> [Stated task]:
Please copy the data below word for word, leaving every line unchanged.

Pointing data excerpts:
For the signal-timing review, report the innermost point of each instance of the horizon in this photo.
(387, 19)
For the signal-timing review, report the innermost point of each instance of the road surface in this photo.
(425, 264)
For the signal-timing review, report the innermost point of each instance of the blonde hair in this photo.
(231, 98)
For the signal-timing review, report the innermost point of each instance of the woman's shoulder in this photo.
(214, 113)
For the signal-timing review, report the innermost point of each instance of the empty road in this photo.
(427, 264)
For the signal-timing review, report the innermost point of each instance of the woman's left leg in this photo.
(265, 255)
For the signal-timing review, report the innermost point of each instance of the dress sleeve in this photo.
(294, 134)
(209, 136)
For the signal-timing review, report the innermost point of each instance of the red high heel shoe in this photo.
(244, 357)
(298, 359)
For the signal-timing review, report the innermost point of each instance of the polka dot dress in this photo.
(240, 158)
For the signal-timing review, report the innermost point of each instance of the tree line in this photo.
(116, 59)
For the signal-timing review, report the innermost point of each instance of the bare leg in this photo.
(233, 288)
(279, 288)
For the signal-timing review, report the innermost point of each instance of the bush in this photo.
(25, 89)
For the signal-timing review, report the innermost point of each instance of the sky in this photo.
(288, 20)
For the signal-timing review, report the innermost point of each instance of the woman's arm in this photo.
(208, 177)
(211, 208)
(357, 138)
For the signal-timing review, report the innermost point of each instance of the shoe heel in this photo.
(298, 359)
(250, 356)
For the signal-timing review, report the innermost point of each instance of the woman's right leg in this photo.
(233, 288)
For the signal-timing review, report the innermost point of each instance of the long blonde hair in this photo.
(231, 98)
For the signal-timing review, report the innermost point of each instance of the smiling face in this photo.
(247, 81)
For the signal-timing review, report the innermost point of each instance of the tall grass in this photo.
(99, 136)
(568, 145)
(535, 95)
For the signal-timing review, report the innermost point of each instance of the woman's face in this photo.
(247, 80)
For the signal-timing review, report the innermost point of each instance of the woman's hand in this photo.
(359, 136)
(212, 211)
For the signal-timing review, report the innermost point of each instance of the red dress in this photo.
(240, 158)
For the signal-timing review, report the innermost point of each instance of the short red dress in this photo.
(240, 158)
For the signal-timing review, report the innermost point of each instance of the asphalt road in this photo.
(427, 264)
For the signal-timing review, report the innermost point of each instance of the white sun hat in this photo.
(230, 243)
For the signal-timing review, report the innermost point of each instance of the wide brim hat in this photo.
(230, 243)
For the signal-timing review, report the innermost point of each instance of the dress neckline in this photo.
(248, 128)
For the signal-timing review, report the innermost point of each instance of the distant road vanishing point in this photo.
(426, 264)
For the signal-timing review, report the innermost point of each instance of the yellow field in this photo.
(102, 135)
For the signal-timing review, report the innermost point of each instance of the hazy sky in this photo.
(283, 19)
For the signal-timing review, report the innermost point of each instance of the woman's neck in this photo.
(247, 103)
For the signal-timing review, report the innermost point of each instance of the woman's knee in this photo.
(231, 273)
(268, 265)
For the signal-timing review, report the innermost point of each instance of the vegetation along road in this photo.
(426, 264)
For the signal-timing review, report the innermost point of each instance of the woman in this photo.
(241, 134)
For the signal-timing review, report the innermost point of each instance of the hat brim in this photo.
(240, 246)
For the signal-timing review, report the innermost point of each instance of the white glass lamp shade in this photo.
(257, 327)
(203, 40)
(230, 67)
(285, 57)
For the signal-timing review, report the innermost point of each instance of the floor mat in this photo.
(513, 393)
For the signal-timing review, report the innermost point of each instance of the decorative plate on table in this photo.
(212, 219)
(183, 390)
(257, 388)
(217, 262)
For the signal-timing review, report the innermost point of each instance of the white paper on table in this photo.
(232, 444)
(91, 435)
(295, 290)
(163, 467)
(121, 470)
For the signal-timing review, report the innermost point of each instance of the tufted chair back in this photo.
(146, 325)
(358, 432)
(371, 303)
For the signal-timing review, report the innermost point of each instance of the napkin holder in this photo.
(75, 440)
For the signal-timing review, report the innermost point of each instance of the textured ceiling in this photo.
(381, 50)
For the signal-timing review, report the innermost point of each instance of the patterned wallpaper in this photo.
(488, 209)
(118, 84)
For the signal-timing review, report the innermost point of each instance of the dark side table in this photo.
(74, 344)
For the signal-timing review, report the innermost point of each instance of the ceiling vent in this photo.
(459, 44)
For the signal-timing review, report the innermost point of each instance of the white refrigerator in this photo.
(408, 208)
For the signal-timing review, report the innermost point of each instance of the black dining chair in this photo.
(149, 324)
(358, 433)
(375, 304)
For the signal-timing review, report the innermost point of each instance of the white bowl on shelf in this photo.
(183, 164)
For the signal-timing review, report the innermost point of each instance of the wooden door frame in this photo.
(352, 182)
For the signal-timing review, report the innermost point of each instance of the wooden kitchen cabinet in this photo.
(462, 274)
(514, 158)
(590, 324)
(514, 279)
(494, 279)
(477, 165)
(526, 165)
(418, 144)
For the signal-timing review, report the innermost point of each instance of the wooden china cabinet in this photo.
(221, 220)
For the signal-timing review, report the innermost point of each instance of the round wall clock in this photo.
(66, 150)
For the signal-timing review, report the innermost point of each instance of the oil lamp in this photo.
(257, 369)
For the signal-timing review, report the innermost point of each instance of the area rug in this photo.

> [Exercise answer]:
For the signal-timing review, report the innermost point of each instance of the horizon in this photo.
(387, 19)
For the signal-timing review, report the innermost point of each instance of the road surface in this photo.
(425, 264)
For the signal-timing review, report the innermost point of each instance of the blonde hair in this photo.
(231, 98)
For the signal-timing review, report the innermost point of each instance of the woman's shoulder in this photo.
(214, 113)
For the signal-timing review, report the innermost point of each instance of the empty road in this photo.
(427, 264)
For the signal-timing review, report the innermost point of each instance of the woman's left leg in this photo.
(265, 255)
For the signal-timing review, report the innermost point of each instance of the dress sleeve in this photo.
(294, 134)
(209, 136)
For the signal-timing review, report the innermost point of each instance of the red high heel shoe in this photo.
(244, 357)
(298, 359)
For the signal-timing review, report the innermost point of each instance of the polka dot dress in this photo.
(240, 158)
For the signal-timing review, report the innermost point of each instance of the tree line in this photo.
(116, 59)
For the signal-timing review, report the innermost point of each instance of the bare leg in this photo.
(233, 288)
(279, 288)
For the signal-timing review, report the innermost point of each instance of the bush in this photo.
(25, 89)
For the signal-timing review, report the innermost point of each instance of the sky in this photo.
(288, 20)
For the signal-timing review, report the innermost point of each instance of the woman's arm in this photo.
(208, 177)
(211, 208)
(357, 138)
For the signal-timing review, report the innermost point of each instance of the shoe heel in this photo.
(298, 359)
(250, 356)
For the signal-timing review, report the innermost point of each instance of the woman's right leg in this photo.
(233, 288)
For the signal-timing review, report the innermost point of each instance of the long blonde hair in this photo.
(231, 98)
For the signal-timing review, report the innermost point of each instance of the smiling face in this photo.
(247, 81)
For the signal-timing review, report the innermost point of each instance of the tall grass in this photo.
(99, 136)
(568, 145)
(535, 95)
For the signal-timing review, report the innermost point of each instance of the woman's face in this photo.
(247, 80)
For the signal-timing review, report the innermost point of each instance of the woman's hand in this photo.
(359, 136)
(212, 211)
For the signal-timing review, report the innermost point of each instance of the red dress in this photo.
(240, 158)
For the signal-timing review, report the innermost point of each instance of the short red dress in this photo.
(240, 158)
For the signal-timing review, report the innermost point of each instance of the asphalt road in this photo.
(427, 264)
For the signal-timing review, report the innermost point of each instance of the white sun hat in this photo.
(230, 243)
For the signal-timing review, report the innermost point of each instance of the wide brim hat in this photo.
(230, 243)
For the signal-timing review, report the innermost point of each instance of the dress neckline in this photo.
(248, 128)
For the signal-timing review, report the innermost point of each instance of the distant road vanishing point in this photo.
(426, 264)
For the signal-timing review, report the innermost point of each instance of the yellow field in this photo.
(102, 135)
For the signal-timing review, report the innermost point of each instance of the hazy sky in this photo.
(283, 19)
For the signal-timing review, report the innermost point of each instance of the woman's neck in this photo.
(247, 103)
For the signal-timing review, report the innermost point of each instance of the woman's knee in this photo.
(231, 273)
(268, 265)
For the signal-timing review, report the innermost point of each instance of the vegetation along road in this photo.
(426, 264)
For the signal-timing review, report the innermost point of each instance of the woman in this photo.
(241, 134)
For the signal-timing review, report the innermost point of each instance of the hat brim in this photo.
(240, 246)
For the signal-timing review, report the innermost point of each instance of the white glass lamp shade in this photo.
(257, 327)
(203, 40)
(230, 67)
(285, 57)
For the signal-timing review, report the innermost point of each instance of the floor mat in this photo.
(513, 393)
For the signal-timing review, report the innermost point of each instance of the decorative plate on table in this photo.
(212, 219)
(183, 390)
(257, 388)
(217, 262)
For the signal-timing review, report the innermost point of each instance of the white paper on table in this photo.
(232, 444)
(91, 435)
(295, 290)
(163, 467)
(121, 470)
For the signal-timing review, report the innermost point of each instance of the tufted chair back in this photo.
(146, 325)
(358, 432)
(371, 303)
For the signal-timing review, report the innermost point of each instance of the napkin holder in this photo.
(75, 440)
For the signal-timing review, report the innermost point of each instance of the textured ceiling in this photo.
(381, 50)
For the signal-timing review, report the innermost point of each instance of the patterned wallpaper in this photo.
(488, 209)
(118, 84)
For the signal-timing review, report the innermost point of each instance of the dark side table in this photo.
(74, 344)
For the signal-timing review, report the innermost point of each instance of the ceiling vent in this photo.
(459, 44)
For the signal-timing review, report the innermost point of each instance of the white refrigerator in this photo.
(408, 208)
For the signal-timing review, report the innermost point of each instance of the black dining chair in this photo.
(149, 324)
(358, 433)
(375, 304)
For the signal-timing review, report the innermost point of each instance of the white bowl on shelf in this photo.
(183, 164)
For the signal-timing review, report the innermost point of each instance of the wooden door frame in this photo.
(352, 182)
For the signal-timing review, report the innermost point of each instance of the wooden kitchen cabinet in this photo.
(462, 274)
(514, 158)
(590, 324)
(514, 279)
(494, 279)
(477, 165)
(526, 165)
(418, 144)
For the signal-timing review, report the innermost point of each instance of the wooden china cabinet in this photo.
(221, 220)
For the signal-timing review, report the innermost point of each instance of the round wall clock in this photo.
(66, 150)
For the signal-timing review, report the innermost point of each instance of the oil lamp in this photo.
(257, 369)
For the signal-timing review, report the innermost point of each instance of the area rug in this photo.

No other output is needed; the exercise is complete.